+++ ITEMS

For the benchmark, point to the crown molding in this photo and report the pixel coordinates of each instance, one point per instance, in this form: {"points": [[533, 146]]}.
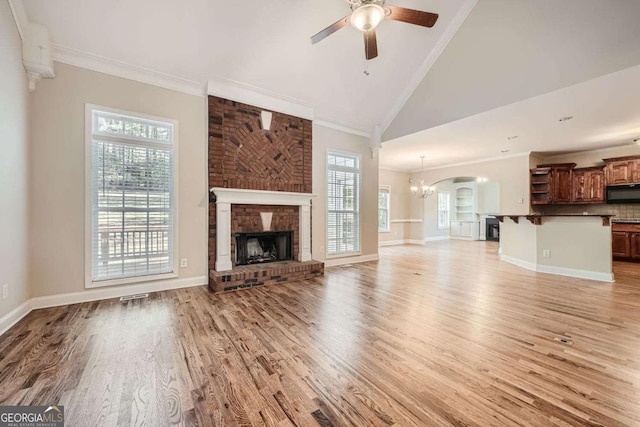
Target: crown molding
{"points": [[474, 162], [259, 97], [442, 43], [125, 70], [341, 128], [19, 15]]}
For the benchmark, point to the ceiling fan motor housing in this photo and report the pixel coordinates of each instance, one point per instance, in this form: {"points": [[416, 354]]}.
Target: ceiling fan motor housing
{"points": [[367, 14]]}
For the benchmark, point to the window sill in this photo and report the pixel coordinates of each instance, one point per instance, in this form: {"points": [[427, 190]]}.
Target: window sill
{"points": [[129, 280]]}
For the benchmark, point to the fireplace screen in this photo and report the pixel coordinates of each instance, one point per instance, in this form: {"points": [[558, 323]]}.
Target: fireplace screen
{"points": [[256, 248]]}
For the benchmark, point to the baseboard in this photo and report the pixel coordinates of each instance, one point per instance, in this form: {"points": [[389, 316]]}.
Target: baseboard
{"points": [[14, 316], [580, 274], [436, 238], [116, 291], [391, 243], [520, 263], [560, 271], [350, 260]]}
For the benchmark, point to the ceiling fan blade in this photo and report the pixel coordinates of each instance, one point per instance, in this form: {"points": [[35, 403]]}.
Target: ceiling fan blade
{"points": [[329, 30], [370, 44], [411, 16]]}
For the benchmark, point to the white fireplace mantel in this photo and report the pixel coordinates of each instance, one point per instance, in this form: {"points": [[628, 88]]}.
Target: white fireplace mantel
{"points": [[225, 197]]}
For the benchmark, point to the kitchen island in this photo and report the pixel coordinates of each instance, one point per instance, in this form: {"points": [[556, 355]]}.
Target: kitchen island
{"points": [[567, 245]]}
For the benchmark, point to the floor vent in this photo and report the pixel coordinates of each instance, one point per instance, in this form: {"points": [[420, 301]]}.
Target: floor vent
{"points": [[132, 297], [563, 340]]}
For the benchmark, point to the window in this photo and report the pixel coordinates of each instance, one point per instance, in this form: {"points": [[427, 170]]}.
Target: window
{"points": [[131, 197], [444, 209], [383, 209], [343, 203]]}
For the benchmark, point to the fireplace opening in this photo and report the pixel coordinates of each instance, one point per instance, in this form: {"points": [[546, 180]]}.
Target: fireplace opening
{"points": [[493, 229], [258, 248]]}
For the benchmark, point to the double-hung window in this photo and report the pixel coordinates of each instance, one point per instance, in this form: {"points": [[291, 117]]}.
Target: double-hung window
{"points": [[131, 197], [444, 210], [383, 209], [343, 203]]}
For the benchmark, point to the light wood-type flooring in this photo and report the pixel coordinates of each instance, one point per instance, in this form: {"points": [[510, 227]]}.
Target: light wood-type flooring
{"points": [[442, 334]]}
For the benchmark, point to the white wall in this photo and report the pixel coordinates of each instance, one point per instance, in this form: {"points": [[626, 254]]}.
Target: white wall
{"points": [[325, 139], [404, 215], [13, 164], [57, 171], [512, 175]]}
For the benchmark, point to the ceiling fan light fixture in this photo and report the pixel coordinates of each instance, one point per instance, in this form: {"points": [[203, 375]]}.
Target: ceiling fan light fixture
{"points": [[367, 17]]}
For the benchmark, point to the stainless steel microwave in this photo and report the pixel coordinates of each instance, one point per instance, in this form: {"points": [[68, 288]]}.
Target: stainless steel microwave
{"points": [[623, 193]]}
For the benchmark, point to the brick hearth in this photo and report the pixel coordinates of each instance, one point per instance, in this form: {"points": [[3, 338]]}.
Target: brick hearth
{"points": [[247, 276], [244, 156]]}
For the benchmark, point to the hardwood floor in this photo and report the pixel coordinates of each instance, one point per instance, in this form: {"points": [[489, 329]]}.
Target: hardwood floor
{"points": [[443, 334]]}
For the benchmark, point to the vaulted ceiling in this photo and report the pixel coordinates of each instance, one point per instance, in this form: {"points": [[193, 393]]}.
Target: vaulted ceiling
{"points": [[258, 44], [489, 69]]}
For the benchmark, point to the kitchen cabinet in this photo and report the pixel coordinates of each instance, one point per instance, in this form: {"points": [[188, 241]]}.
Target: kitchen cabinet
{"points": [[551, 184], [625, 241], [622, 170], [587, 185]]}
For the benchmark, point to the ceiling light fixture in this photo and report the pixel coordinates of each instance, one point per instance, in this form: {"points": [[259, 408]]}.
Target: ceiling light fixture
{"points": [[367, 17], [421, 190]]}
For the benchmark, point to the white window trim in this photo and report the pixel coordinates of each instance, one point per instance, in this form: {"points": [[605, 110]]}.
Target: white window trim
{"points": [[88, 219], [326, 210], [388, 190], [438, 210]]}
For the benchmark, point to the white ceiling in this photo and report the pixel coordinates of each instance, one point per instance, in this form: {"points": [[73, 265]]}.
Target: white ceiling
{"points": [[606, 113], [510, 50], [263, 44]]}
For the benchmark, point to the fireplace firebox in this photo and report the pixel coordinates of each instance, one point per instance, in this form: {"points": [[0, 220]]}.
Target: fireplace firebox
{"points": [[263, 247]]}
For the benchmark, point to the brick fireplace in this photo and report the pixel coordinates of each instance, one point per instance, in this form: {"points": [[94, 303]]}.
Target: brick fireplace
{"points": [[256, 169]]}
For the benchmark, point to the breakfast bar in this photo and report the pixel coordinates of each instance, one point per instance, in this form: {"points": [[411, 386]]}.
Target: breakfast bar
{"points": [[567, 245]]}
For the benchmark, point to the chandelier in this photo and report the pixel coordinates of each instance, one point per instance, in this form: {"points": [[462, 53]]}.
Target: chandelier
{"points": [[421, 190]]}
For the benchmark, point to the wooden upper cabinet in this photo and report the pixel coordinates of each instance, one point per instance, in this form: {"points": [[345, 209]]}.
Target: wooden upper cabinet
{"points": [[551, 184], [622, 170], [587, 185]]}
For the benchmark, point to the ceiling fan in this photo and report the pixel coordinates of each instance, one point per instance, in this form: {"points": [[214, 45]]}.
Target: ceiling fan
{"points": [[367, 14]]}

++++++
+++ ITEMS

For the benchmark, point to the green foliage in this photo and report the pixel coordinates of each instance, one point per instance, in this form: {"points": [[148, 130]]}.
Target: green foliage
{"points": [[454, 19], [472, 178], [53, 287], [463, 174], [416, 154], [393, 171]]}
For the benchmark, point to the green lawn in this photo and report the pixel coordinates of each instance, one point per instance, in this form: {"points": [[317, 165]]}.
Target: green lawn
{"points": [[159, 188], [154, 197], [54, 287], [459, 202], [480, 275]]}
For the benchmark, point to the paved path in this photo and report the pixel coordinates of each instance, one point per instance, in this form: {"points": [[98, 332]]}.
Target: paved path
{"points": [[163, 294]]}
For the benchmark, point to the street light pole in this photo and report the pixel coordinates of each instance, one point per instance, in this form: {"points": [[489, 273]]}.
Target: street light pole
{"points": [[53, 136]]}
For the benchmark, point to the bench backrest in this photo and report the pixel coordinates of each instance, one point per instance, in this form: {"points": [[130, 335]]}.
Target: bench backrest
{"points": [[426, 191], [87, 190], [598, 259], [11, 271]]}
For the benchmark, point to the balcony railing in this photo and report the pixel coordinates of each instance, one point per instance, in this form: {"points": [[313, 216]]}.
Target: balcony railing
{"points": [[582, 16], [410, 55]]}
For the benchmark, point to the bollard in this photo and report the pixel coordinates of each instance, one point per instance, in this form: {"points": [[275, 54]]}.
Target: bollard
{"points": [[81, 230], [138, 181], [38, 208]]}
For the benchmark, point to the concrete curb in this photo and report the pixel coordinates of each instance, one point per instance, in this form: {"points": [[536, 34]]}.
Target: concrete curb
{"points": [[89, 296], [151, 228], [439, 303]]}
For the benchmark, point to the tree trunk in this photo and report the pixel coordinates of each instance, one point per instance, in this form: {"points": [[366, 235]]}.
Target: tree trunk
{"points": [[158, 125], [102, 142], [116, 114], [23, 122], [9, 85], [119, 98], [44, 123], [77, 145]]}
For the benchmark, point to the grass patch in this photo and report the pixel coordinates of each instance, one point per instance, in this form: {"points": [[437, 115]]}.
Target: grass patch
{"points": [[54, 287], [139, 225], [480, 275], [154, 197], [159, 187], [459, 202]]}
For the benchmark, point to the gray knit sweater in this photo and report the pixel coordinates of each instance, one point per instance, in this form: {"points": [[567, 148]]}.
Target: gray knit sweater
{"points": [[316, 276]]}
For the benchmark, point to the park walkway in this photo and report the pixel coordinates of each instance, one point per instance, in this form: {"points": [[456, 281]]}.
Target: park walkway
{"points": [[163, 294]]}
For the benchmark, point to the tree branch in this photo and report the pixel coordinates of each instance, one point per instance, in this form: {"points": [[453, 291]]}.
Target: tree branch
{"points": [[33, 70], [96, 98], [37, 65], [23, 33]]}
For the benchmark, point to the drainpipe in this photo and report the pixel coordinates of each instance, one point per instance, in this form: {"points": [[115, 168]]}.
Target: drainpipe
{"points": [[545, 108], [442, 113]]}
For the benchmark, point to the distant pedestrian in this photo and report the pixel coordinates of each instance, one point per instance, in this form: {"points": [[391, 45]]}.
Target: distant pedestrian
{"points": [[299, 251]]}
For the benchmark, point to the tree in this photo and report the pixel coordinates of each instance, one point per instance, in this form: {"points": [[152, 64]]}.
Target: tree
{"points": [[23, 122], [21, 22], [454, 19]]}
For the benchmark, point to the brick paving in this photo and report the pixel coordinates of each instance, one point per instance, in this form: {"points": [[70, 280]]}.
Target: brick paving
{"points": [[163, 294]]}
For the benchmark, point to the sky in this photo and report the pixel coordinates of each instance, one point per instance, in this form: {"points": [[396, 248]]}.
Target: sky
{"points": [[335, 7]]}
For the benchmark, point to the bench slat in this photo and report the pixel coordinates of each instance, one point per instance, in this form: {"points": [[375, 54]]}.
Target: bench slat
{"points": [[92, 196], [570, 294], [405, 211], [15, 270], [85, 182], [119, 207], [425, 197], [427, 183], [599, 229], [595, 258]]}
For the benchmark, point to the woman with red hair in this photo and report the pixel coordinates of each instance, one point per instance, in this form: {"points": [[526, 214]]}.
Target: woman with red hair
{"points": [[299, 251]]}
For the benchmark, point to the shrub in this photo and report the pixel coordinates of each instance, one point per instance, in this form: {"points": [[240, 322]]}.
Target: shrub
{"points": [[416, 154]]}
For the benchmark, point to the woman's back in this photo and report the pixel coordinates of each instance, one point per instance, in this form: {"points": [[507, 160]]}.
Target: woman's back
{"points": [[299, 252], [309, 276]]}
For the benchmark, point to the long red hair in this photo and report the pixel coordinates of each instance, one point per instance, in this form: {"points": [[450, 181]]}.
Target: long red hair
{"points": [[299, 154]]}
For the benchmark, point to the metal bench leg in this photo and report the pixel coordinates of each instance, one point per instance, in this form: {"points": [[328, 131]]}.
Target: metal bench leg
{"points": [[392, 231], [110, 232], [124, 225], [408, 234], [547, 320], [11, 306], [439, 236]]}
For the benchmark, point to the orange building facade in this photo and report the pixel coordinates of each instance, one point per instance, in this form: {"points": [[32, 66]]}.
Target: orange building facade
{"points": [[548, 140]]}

++++++

▶ _EXERCISE OBJECTIVE_: Gather every line in the rows that contains the word "motor" and list those lines.

▶ _WRITTEN SOLUTION_:
For the benchmark, point to the ceiling fan motor housing in this photo and report the pixel coordinates of each instance, one point per instance, in this form: {"points": [[416, 354]]}.
Target: ceiling fan motor housing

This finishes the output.